• **YOUR ASSIGNMENT**: Up to and including the line that contains "pixel 415 262", reproduce every line exactly, beginning with the first line below.

• **Stored data entries**:

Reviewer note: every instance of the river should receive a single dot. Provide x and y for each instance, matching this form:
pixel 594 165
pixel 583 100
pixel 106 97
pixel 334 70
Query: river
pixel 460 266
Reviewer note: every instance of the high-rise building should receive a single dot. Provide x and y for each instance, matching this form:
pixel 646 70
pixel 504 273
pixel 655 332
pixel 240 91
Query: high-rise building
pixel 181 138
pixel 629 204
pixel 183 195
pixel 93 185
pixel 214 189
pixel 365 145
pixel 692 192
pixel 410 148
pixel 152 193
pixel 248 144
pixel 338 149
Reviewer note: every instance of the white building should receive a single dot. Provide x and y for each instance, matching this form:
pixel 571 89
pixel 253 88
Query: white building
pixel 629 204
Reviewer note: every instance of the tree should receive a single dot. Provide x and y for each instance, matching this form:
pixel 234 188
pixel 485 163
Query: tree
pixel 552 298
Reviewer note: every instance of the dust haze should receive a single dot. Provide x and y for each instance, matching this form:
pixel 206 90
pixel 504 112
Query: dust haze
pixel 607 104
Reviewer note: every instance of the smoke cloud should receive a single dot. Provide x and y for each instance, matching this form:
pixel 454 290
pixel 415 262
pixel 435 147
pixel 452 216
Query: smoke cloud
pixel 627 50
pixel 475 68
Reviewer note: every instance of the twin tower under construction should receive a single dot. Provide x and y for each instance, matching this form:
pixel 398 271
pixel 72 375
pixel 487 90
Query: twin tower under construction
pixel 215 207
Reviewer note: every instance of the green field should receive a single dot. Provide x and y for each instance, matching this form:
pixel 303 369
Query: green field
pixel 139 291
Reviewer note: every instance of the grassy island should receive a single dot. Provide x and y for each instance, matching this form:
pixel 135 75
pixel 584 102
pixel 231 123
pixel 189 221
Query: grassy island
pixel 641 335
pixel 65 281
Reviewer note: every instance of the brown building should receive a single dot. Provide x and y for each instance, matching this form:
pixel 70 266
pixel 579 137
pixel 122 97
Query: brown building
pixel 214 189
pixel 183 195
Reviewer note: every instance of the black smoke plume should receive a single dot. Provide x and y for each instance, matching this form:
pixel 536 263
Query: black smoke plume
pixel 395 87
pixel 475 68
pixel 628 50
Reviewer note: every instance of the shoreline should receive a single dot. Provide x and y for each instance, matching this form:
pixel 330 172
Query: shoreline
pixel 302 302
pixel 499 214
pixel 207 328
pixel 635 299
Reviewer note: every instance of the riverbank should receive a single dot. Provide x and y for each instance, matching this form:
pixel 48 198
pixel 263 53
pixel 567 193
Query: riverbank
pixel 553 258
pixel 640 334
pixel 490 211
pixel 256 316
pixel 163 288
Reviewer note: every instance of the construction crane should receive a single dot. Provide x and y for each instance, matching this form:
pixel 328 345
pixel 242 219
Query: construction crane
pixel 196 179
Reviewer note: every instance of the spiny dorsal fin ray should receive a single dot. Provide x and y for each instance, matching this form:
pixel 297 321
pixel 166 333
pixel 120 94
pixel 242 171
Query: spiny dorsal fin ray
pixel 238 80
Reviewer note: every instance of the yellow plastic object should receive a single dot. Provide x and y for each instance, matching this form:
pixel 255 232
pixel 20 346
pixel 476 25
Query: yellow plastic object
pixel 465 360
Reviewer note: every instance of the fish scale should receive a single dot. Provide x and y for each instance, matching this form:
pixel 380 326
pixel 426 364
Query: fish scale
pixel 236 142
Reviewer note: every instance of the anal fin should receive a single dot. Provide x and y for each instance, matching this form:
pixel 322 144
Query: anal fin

• **COMPLETED TASK**:
Reviewer note: every instance of the river should receive a single dot. Provide x and y for each instance, matching this form:
pixel 594 165
pixel 583 100
pixel 106 97
pixel 334 70
Query: river
pixel 460 266
Reviewer note: every instance of the high-rise building should receive a single dot. Provide x and y for each instance, matching this form:
pixel 646 70
pixel 504 273
pixel 655 332
pixel 240 91
Query: high-rise building
pixel 181 138
pixel 629 204
pixel 183 195
pixel 93 185
pixel 214 189
pixel 365 145
pixel 692 192
pixel 410 148
pixel 152 193
pixel 248 144
pixel 338 149
Reviewer note: every instance of the white building should receive a single dot. Provide x and y for each instance, matching this form:
pixel 571 89
pixel 253 88
Query: white building
pixel 629 204
Reviewer note: every instance of the tree should receive a single dot. Provide x and y for each instance, matching this form:
pixel 234 188
pixel 485 163
Query: tree
pixel 552 298
Reviewer note: every instance of the dust haze should receive a single dot. Provide x and y for each instance, matching this form:
pixel 206 90
pixel 504 112
Query: dust haze
pixel 607 104
Reviewer note: every instance of the smoke cloud should receive a single dot. Provide x and y for each instance, matching this form:
pixel 454 290
pixel 415 262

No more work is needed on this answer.